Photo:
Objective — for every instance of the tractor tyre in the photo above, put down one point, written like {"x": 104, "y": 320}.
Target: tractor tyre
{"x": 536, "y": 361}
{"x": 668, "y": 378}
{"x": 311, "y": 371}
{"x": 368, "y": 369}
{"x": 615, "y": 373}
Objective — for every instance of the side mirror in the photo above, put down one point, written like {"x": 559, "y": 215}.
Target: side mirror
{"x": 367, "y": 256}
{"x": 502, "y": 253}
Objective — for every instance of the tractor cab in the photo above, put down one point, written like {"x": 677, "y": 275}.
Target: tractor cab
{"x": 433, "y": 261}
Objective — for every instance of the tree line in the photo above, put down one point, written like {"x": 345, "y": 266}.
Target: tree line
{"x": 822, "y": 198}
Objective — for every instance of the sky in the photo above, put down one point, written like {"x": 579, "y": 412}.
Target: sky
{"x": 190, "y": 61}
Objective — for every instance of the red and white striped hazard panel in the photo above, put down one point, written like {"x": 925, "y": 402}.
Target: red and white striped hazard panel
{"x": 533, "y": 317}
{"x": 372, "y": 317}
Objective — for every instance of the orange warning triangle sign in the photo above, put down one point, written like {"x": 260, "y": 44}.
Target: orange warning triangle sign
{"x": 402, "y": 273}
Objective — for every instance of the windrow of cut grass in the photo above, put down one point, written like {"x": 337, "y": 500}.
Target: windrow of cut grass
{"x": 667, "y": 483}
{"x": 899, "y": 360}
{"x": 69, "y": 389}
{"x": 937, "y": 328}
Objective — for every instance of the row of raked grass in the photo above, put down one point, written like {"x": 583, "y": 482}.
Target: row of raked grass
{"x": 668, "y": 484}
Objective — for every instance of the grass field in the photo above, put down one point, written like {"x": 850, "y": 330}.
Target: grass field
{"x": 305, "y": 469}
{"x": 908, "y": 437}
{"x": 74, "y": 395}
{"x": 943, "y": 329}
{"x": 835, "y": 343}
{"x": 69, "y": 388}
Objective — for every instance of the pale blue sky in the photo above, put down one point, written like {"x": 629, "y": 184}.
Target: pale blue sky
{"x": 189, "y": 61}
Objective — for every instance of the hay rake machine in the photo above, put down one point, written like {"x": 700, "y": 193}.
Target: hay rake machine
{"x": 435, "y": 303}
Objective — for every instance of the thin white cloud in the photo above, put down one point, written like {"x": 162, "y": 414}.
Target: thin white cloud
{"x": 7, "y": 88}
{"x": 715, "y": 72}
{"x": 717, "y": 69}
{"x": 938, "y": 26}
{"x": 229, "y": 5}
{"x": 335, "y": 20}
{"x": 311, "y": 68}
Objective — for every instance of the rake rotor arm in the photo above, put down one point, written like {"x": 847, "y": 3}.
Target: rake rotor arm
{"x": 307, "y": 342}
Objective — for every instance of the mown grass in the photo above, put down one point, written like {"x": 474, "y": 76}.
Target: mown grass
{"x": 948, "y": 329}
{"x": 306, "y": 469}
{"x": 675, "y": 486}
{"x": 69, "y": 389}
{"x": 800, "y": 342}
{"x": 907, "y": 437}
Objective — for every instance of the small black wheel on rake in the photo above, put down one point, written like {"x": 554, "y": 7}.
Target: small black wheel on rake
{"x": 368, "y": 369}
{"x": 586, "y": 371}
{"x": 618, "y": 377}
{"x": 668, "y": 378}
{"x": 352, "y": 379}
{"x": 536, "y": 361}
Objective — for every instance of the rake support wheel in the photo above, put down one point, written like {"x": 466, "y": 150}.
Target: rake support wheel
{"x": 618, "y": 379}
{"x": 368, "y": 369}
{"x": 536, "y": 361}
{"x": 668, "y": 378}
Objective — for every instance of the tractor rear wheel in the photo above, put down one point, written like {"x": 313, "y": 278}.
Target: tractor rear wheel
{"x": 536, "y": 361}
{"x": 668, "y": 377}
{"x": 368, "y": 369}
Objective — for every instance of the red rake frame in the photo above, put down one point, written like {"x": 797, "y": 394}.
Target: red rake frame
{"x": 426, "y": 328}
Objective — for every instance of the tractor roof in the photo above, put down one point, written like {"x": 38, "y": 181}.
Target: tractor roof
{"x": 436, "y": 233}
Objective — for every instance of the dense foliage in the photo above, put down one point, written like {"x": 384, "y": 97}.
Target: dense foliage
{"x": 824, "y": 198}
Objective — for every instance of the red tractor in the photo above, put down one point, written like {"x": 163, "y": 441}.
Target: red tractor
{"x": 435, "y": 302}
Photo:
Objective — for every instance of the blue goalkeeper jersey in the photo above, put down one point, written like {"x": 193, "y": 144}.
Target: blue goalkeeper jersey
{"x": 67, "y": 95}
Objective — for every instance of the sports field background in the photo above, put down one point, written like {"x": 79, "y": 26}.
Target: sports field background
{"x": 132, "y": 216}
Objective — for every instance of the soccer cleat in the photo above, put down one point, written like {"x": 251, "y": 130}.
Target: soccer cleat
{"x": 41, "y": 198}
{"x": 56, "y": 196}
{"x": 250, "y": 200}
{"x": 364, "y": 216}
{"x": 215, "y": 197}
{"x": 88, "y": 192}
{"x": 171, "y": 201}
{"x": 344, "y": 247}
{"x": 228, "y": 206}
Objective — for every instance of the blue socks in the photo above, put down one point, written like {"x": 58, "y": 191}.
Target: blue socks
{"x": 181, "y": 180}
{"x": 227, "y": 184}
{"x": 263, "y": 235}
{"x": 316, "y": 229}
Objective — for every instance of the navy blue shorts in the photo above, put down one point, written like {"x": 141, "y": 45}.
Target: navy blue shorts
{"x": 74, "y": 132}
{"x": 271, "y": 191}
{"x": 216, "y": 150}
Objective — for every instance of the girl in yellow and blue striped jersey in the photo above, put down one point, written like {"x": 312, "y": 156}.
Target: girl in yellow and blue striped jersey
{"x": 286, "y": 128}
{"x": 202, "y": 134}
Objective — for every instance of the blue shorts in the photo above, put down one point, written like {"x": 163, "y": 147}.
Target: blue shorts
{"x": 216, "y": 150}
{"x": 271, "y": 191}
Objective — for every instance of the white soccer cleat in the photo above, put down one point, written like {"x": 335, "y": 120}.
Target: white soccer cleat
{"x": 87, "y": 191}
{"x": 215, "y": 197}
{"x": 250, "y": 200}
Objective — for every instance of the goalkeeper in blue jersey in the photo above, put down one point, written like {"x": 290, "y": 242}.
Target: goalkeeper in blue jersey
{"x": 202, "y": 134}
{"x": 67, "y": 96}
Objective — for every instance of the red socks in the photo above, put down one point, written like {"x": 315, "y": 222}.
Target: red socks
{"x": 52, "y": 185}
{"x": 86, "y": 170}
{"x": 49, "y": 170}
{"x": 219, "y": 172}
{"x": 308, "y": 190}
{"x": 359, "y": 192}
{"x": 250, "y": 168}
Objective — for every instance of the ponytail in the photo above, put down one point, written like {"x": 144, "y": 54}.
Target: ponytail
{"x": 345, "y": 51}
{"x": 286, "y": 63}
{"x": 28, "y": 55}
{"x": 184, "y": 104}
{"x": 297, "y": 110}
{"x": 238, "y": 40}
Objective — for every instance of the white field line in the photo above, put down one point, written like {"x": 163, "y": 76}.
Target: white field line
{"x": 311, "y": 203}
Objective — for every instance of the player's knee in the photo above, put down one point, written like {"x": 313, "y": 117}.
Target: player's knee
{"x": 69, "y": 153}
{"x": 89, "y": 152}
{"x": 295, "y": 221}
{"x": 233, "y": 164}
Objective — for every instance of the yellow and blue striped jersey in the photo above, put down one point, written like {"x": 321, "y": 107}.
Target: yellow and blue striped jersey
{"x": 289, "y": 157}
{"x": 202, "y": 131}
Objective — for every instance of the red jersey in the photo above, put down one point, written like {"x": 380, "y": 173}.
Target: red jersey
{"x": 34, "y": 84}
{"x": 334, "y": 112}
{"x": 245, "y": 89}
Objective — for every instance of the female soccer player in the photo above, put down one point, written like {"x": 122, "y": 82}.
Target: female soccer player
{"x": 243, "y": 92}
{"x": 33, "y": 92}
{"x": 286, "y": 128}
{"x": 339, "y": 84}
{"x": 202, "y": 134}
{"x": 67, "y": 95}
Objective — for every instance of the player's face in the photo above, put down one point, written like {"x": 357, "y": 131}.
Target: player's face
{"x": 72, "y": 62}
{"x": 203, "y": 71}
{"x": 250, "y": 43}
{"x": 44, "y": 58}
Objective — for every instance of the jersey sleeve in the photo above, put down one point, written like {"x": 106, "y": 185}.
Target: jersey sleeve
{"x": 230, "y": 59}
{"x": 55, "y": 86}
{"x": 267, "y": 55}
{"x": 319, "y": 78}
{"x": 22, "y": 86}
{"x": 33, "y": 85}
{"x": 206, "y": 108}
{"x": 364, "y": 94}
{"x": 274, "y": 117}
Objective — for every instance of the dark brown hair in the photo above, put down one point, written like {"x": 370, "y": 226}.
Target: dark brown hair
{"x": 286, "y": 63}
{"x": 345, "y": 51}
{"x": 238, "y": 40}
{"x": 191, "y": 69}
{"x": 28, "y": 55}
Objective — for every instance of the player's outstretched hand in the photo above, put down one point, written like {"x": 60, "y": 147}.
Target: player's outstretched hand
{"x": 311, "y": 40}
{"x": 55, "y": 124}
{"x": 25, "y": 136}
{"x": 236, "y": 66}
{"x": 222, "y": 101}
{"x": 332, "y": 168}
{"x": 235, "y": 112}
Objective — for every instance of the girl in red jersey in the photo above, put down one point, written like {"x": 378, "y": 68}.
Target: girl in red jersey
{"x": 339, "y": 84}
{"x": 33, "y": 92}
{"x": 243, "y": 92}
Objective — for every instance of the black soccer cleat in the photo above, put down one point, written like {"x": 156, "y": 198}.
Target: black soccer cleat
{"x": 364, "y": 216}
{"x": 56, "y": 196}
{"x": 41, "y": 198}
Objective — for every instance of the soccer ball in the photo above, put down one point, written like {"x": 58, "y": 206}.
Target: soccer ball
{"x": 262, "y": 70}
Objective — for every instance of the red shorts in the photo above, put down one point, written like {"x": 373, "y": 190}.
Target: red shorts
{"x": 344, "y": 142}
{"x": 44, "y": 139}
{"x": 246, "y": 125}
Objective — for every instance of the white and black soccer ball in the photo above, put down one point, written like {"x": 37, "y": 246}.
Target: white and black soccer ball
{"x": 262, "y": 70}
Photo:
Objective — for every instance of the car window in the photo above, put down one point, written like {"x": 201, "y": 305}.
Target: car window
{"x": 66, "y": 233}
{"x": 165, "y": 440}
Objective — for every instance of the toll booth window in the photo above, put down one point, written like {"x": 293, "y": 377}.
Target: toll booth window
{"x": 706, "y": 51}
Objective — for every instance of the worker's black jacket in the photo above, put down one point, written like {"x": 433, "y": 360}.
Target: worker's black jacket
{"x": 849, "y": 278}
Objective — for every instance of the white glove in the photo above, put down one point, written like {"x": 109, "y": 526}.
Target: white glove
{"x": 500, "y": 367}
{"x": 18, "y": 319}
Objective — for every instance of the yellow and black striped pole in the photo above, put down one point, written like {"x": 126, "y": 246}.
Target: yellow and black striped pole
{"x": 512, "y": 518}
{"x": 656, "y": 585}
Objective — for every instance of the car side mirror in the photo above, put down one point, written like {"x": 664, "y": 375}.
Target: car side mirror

════════════════════

The answer is to be the lines from the one holding "Objective — for every instance of the yellow and black" through the end of the data above, transcribed character for character, both ends included.

◆ Task output
Objective — for every instance of the yellow and black striped pole in the photo above, put down one point, written like {"x": 126, "y": 246}.
Target: yellow and black striped pole
{"x": 512, "y": 518}
{"x": 656, "y": 585}
Objective — for every instance of the car side mirror in the photo above, put down one point, written like {"x": 664, "y": 375}.
Target: car side mirror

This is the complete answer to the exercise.